Peter Paul Sinton-Hewitt (born 12 August 1960) is the founder of parkrun.

==Early life and education==
He was born in Southern Rhodesia, although a South African resident his mother had briefly left the country at the time of his birth. Sinton-Hewitt grew up in South Africa and holds Australian and British nationality. His father was born in Australia to British parents and emigrated to South Africa where he worked as a photographer and met Sinton-Hewitt's mother. At age five, due to his parents' marital struggles, he, along with his older brother and sister, was made a ward of the state and then lived at boarding schools.

He was educated at Potchefstroom High School and on leaving school did his mandatory 2 years military service in the Air Force division of the South African Defence Force and then, due to his experience working with the radar systems, he began working in the emerging field of IT. As he writes in his book, One Small Step, his youth in an institutionalized, rules-based environment made him well suited to working in systems. During his working life in Johannesburg he became a keen runner applying his IT systems mindset to achieving his running goals, including a personal best of 2.35 in the marathon, and was a crew member supporting Bruce Fordyce in the Comrades Marathon.

He moved to the United Kingdom where he was living when he had a breakdown in 1995. He has said that the personal challenges he has experienced, including bullying during childhood, and the way exercise and activity have helped him deal with them, were influential in motivating him in creating parkrun and its inclusive approach to sport.

### Problems and tasks
- A) According to the biography text, what high school did Sinton-Hewitt attend?
- B) Repeat the biography text starting at "He was educated" and ending at "the Comrades Marathon.", substituting "sonar systems" for "radar systems".
The records that follow were taken from a separate source.

### Dataset excerpts
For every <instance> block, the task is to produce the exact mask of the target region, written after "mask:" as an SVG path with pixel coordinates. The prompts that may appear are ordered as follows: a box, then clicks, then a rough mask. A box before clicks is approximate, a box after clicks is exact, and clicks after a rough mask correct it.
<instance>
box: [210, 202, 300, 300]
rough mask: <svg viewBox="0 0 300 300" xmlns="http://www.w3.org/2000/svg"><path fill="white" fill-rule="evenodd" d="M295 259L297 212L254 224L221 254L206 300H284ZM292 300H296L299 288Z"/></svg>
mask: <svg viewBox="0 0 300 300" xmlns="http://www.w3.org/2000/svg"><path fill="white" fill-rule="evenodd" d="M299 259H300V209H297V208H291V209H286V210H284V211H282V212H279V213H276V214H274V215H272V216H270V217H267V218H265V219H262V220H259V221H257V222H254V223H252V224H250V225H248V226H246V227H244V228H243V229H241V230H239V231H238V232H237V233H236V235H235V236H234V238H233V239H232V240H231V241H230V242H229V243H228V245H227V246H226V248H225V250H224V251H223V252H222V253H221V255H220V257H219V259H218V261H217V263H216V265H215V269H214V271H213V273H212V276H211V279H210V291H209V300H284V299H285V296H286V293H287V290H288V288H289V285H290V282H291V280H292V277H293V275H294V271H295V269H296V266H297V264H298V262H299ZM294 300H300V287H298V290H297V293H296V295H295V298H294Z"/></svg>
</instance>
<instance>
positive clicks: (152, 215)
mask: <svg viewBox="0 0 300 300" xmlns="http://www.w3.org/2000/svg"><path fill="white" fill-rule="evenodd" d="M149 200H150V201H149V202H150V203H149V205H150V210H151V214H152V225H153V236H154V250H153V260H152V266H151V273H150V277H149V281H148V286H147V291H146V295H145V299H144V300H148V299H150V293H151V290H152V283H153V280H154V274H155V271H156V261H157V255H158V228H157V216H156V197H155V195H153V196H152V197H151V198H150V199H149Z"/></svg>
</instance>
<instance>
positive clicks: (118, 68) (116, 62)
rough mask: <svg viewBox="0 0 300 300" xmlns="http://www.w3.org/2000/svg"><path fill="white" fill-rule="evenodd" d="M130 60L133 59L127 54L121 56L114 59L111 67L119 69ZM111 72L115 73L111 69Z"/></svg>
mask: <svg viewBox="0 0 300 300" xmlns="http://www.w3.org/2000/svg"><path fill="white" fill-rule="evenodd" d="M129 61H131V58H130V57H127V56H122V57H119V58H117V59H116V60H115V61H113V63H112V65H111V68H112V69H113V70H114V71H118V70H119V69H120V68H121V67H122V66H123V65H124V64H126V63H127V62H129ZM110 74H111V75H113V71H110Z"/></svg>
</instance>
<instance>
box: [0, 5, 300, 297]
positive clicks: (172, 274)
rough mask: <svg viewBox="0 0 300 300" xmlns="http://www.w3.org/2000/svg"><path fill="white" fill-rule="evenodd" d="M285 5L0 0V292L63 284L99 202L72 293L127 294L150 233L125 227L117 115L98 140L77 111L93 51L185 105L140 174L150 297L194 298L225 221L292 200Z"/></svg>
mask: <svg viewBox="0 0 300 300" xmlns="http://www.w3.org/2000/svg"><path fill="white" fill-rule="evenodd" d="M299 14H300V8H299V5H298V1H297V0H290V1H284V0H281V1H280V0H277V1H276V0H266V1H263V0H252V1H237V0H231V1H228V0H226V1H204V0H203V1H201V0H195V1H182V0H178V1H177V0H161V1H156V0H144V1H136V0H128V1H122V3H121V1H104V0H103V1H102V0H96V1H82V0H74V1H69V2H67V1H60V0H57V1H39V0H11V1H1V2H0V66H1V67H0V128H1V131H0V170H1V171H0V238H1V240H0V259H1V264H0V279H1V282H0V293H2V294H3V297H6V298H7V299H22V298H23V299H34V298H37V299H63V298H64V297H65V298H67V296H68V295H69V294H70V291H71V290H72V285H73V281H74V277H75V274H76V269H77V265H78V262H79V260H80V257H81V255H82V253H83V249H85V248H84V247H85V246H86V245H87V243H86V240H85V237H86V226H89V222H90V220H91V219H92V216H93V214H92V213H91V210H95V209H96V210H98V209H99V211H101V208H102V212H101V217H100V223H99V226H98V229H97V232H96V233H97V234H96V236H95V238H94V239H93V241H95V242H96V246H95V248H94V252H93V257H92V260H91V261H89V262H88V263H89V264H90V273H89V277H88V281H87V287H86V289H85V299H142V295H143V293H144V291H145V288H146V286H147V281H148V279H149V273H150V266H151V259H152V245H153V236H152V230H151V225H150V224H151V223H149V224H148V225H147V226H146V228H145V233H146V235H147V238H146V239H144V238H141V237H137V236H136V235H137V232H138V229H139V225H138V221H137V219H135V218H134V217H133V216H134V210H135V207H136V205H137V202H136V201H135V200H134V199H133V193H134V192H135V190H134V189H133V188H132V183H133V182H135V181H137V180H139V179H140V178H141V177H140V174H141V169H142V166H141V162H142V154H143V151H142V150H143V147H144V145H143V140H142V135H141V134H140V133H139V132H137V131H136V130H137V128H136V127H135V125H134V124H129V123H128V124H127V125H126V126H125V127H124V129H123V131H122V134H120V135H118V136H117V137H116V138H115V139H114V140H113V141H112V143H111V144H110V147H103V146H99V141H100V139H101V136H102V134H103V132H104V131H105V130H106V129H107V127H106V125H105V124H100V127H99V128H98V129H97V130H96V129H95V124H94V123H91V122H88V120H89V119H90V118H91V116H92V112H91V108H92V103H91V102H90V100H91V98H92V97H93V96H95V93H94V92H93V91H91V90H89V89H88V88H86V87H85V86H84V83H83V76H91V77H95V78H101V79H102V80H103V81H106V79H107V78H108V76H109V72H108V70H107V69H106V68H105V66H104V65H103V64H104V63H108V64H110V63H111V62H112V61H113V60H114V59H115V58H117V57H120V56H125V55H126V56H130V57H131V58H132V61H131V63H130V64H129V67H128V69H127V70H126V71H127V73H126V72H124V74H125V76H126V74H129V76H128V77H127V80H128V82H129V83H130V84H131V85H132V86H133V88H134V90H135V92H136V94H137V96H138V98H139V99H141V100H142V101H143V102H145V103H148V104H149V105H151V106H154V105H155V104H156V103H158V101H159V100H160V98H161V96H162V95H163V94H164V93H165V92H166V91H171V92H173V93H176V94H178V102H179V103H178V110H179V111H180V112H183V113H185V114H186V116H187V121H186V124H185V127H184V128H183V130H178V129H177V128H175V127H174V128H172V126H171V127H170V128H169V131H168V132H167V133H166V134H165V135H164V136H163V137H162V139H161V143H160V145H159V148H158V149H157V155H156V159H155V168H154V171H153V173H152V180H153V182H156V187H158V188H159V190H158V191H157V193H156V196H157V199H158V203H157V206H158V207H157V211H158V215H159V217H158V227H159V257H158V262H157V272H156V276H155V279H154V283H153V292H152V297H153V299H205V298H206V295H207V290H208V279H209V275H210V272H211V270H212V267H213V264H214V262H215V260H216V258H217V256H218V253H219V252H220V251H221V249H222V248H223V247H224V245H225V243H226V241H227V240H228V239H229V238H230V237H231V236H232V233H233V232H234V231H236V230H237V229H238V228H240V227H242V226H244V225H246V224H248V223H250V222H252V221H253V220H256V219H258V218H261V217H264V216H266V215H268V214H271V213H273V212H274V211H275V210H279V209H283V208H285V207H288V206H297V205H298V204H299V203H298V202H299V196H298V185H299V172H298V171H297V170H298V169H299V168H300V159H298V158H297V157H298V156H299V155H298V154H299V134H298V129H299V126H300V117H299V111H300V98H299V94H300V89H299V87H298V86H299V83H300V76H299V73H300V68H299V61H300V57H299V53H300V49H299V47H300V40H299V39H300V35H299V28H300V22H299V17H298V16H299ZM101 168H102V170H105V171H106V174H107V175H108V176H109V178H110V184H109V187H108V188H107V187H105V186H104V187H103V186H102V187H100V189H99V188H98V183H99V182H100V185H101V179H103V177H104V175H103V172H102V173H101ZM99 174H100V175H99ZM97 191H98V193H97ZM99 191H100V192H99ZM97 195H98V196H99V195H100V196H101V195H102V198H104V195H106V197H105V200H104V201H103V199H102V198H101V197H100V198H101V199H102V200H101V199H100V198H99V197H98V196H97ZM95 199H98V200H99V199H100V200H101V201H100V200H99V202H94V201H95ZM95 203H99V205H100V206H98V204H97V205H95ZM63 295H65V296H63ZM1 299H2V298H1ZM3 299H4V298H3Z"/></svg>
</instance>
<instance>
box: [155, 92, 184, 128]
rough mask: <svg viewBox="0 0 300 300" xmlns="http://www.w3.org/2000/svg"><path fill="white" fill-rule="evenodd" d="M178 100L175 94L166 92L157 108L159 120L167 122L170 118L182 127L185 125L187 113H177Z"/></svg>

### Answers for the exercise
- A) Potchefstroom High School

- B)
He was educated at Potchefstroom High School and on leaving school did his mandatory 2 years military service in the Air Force division of the South African Defence Force and then, due to his experience working with the sonar systems, he began working in the emerging field of IT. As he writes in his book, One Small Step, his youth in an institutionalized, rules-based environment made him well suited to working in systems. During his working life in Johannesburg he became a keen runner applying his IT systems mindset to achieving his running goals, including a personal best of 2.35 in the marathon, and was a crew member supporting Bruce Fordyce in the Comrades Marathon.